*Exercise details:*
Every record below should be written out exactly; pictures stay out.

*Supplied data:*
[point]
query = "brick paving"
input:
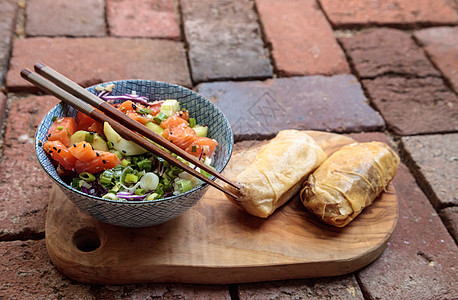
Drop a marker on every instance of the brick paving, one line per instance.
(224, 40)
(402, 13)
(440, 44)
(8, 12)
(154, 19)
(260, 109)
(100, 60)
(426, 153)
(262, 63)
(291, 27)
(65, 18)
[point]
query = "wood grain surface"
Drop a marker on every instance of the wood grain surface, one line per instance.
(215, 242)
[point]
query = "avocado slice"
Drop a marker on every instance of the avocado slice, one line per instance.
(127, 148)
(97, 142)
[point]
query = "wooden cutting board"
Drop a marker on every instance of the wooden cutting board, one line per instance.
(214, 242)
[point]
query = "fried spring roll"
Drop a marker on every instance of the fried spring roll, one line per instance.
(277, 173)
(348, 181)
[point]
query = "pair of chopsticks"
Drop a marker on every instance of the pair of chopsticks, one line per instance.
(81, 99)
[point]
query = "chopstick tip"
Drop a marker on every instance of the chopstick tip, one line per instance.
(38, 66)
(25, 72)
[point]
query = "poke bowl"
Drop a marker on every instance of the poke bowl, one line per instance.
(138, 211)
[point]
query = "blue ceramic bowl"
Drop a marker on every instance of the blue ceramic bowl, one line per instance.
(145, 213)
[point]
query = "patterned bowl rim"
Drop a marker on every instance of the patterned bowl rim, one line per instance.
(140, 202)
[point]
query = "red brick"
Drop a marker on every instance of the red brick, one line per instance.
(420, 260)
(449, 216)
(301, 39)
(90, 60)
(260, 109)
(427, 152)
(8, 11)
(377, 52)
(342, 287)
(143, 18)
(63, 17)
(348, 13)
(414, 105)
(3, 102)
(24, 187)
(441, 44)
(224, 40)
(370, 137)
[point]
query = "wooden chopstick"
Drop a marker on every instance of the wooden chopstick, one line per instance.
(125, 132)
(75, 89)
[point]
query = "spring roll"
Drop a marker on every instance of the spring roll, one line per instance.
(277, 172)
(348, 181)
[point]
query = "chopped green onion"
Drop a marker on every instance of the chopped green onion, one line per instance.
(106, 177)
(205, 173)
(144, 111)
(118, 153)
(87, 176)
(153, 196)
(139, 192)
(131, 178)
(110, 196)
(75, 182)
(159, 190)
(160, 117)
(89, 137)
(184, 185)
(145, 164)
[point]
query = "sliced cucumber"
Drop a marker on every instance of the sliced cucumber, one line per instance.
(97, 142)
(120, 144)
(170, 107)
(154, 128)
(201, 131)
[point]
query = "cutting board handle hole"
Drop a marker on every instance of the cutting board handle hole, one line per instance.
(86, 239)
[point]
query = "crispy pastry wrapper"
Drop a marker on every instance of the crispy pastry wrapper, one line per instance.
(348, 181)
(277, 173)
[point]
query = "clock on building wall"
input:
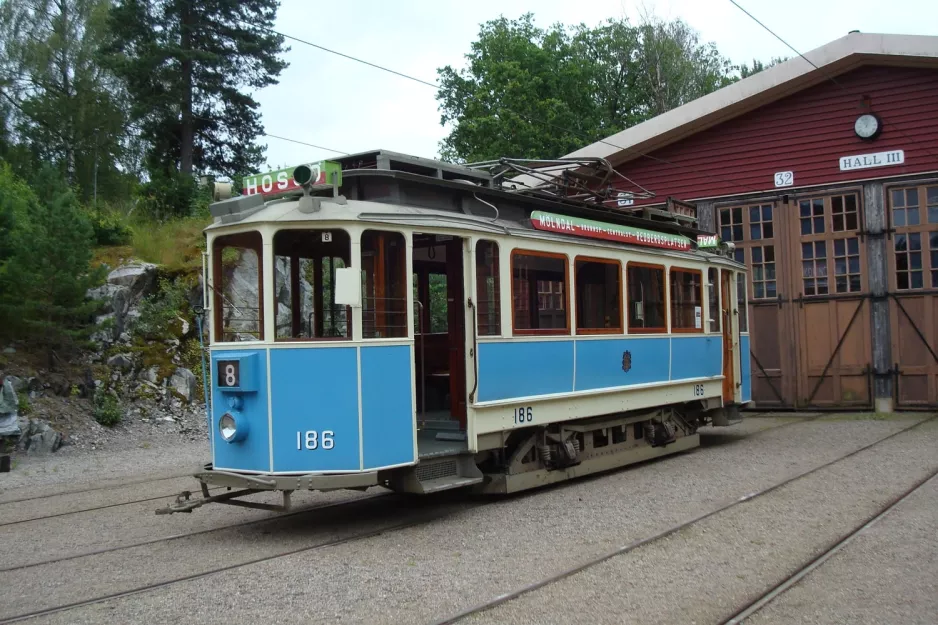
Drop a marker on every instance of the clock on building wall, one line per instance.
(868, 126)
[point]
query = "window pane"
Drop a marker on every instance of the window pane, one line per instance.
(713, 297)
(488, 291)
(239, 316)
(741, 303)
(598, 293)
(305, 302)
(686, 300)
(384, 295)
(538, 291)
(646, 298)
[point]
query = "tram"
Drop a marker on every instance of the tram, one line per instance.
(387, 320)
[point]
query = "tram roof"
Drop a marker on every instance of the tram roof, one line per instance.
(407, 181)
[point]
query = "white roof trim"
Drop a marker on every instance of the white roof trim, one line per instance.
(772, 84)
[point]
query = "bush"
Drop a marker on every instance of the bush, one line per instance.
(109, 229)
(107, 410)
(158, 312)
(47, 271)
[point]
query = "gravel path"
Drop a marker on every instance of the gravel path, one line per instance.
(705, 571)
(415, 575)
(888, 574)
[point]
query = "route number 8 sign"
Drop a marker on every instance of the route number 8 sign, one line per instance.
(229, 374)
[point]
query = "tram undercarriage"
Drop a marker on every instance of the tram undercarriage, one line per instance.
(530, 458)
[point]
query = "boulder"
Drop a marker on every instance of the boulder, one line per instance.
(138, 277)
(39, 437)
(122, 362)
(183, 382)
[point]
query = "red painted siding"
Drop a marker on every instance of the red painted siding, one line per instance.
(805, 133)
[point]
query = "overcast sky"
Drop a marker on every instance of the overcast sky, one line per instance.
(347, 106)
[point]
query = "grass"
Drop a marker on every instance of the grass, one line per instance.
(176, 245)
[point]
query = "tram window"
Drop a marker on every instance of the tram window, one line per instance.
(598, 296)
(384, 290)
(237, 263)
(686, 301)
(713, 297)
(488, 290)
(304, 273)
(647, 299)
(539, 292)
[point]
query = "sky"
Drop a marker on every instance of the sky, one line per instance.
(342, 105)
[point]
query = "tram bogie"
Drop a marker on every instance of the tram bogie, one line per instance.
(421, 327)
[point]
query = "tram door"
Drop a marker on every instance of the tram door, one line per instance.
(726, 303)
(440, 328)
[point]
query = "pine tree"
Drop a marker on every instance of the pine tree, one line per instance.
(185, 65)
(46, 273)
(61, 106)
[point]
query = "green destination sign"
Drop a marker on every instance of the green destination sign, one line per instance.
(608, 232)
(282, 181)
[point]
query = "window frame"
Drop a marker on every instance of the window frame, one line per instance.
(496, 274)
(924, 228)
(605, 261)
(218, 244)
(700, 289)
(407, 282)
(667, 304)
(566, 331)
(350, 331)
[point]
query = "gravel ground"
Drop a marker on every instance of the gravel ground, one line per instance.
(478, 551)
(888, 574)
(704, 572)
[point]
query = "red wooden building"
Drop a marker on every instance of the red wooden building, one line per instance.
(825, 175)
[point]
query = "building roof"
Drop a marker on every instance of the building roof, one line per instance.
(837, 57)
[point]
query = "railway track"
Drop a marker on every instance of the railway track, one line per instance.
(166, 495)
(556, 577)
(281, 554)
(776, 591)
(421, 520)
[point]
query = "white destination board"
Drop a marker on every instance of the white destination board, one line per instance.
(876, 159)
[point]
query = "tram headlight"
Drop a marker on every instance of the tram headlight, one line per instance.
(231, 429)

*Solved problem:*
[point]
query = "brick paving"
input:
Drop a marker on every instance of the brick paving, one line per instance.
(224, 40)
(402, 13)
(440, 44)
(8, 12)
(154, 19)
(260, 109)
(100, 60)
(426, 153)
(262, 63)
(291, 27)
(65, 18)
[point]
query = "wood grain surface"
Drop a marker on every instance of the wood grain surface, one line per instance.
(215, 242)
[point]
query = "avocado slice"
Drop a marker on every instance of the avocado slice, one line per instance.
(127, 148)
(97, 142)
[point]
query = "wooden cutting board"
Drop a marker on every instance of the wooden cutting board, one line per instance.
(214, 242)
[point]
query = "fried spring roll"
Drop a marker on every instance of the fried spring roll, one line per instance.
(277, 173)
(348, 181)
[point]
query = "pair of chopsticks"
Drop a marker on every instance of the pair of chopsticks, one line per instance.
(81, 99)
[point]
query = "chopstick tip"
Drop a marker on every instance of the chopstick tip, one line per instance.
(38, 66)
(25, 72)
[point]
query = "poke bowl"
Drop a marker on every instance of the poke bowl, one line per instance.
(138, 211)
[point]
query = "blue ceramic bowl"
Drop a marker on every instance of the blue ceramic bowl, one line per instance.
(145, 213)
[point]
query = "patterned bowl rim"
Drop a marker on every instance of the patterned bowl rim, one line per instance.
(140, 202)
[point]
query = "red brick"
Drop a marker on every instance of the red brick, one line per instance.
(420, 260)
(449, 216)
(301, 39)
(90, 60)
(260, 109)
(427, 152)
(8, 11)
(377, 52)
(342, 287)
(143, 18)
(63, 17)
(348, 13)
(414, 105)
(3, 102)
(24, 187)
(441, 44)
(224, 40)
(370, 137)
[point]
query = "wooden chopstick"
Drop a marker on every instance of the wooden chopstick, one line per instance.
(125, 132)
(75, 89)
[point]
query = "spring roll"
Drop a marker on every instance of the spring roll, one line per instance.
(277, 172)
(348, 181)
[point]
query = "chopped green onion"
Drop a marker on every instance of the chopped green onion, one line per instance.
(106, 177)
(205, 173)
(144, 111)
(118, 153)
(87, 176)
(153, 196)
(139, 192)
(131, 178)
(110, 196)
(75, 182)
(159, 190)
(160, 117)
(89, 137)
(184, 185)
(145, 164)
[point]
query = "sliced cucumber"
Drop a marker on every instance of the sliced cucumber, one line per instance.
(97, 142)
(120, 144)
(170, 107)
(154, 128)
(201, 131)
[point]
query = "cutting board handle hole"
Drop a marker on every instance of the cutting board handle hole, one line per instance.
(86, 239)
[point]
query = "crispy pastry wrapper"
Drop a marker on every instance of the crispy pastry wrapper, one line per instance.
(348, 181)
(277, 173)
[point]
query = "clock on building wall"
input:
Drop a marker on every instance of the clock on building wall, one line per instance.
(868, 126)
[point]
query = "window pane"
Drop a marker on every instance of the window pane, one line per instance.
(713, 297)
(488, 291)
(239, 316)
(741, 303)
(598, 293)
(305, 302)
(686, 300)
(384, 295)
(538, 291)
(646, 298)
[point]
query = "tram"
Drop a marker on every instance of the tram, one line per instance.
(387, 320)
[point]
query = "tram roof"
Drop a marker on every instance of the tram roof, one line per instance.
(407, 181)
[point]
query = "white roof trim"
Drop a marker on every instance of the white roof trim, one line per instance.
(772, 84)
[point]
query = "bush"
Drop a marker on every instance of the bush, one line per instance.
(109, 229)
(107, 410)
(158, 312)
(47, 271)
[point]
query = "gravel path"
Drop a marker on every instance of the gravel path, one line per instance.
(705, 571)
(415, 575)
(888, 574)
[point]
query = "route number 8 sign"
Drop a marker on every instance of the route number 8 sign, one line per instance.
(229, 374)
[point]
query = "tram undercarriage"
Drop a marker on every instance of the tram undercarriage, one line per instance.
(530, 458)
[point]
query = "boulder"
Drop a marker on every instance of the boulder, one line per instance.
(138, 277)
(39, 437)
(122, 362)
(183, 382)
[point]
query = "red painted siding"
Drop a marker on every instance of the red painted siding, one line per instance.
(805, 133)
[point]
query = "overcast sky"
Drop a marker on every instance of the overcast sky, one line per instance.
(347, 106)
[point]
query = "grass"
Drop a marker on every instance of the grass, one line per instance.
(176, 245)
[point]
query = "tram window"
Drop a marker on every instance of the tram window, one line per instance.
(598, 296)
(384, 290)
(237, 263)
(686, 301)
(713, 297)
(488, 290)
(304, 273)
(647, 299)
(539, 292)
[point]
query = "sky"
Drop a marker on every instance of the sky, one line per instance.
(342, 105)
[point]
query = "tram bogie"
Drop a marker on every instance of the tram bogie, one line per instance.
(421, 327)
[point]
query = "tram door"
Drop a marker on every instance of the tram door, one line per instance.
(726, 303)
(440, 328)
[point]
query = "pine tree"
Drop a marker on every instance of the pine tree, one line per instance.
(185, 65)
(46, 273)
(61, 106)
[point]
query = "green destination sign"
Drop a marker on every instance of the green destination sign, one line per instance.
(608, 232)
(282, 181)
[point]
query = "window frame"
Drop a marker on every instance of the window frame, one line per instance.
(496, 274)
(924, 228)
(605, 261)
(218, 244)
(700, 289)
(407, 282)
(667, 304)
(566, 331)
(350, 331)
[point]
query = "gravel ground"
Drop a marker on every instance of the gravel ground, one line per instance.
(478, 551)
(888, 574)
(704, 572)
[point]
query = "red wooden building"
Drop a marker on every instance of the red wooden building, one line per instance.
(825, 175)
[point]
query = "building roof"
Drop a marker on every instance of the building roof, one line per instance.
(837, 57)
[point]
query = "railway track"
Drop a marker on every instance of the railway track, one line per instance.
(166, 495)
(556, 577)
(281, 554)
(776, 591)
(421, 520)
[point]
query = "white destination board"
Drop a marker on every instance of the white destination board, one line per instance.
(876, 159)
[point]
query = "tram headlight"
Drop a marker on every instance of the tram headlight, one line per instance.
(231, 429)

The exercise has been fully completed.